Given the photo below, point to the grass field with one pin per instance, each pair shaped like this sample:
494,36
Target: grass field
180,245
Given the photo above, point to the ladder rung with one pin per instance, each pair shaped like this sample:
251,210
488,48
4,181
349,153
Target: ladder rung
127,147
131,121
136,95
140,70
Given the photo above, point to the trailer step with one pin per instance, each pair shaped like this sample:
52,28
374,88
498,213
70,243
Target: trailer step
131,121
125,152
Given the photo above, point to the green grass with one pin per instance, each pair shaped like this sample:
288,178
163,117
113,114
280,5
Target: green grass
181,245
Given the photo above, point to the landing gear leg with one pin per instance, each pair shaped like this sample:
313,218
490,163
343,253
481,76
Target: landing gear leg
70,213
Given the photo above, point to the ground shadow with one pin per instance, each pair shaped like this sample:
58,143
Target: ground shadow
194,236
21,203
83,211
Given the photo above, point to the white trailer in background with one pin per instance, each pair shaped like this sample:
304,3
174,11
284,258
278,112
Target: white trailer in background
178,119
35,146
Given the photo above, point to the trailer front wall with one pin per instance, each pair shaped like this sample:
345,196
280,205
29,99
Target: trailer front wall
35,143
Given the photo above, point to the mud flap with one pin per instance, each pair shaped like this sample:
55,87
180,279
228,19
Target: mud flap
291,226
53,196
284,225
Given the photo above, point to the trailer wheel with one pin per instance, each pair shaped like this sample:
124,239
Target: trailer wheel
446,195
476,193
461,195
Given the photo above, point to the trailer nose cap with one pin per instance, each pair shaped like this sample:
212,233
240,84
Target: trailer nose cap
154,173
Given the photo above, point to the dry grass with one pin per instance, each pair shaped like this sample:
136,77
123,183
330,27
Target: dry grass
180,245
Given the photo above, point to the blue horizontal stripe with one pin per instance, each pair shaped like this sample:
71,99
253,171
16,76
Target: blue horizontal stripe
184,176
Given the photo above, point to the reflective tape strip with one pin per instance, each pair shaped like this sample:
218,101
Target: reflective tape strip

Directive: Set out exactly the run of lines that begins at the line holding "Given the photo above, point to the trailer nose" and ends at the last line of the data.

Solution to this problem:
Given the photo above, point to the trailer nose cap with one pin per instance, each pair shaped like this sample:
212,233
240,84
Target: trailer nose cap
154,173
Given the photo above, point to the dry grass with one pin per instance, each pair shaped like this sample:
136,77
123,183
330,27
Target: dry grass
180,245
Given the photo above, point to the blue horizontal stripe with one pin per instance, each pair shaped like this sample:
71,99
253,171
16,76
Target: blue horizontal stripe
184,176
Given the photo above, point to the reflective tape strip with one pin per instance, each pair shaped like this sample:
218,101
Target: reflective tape strip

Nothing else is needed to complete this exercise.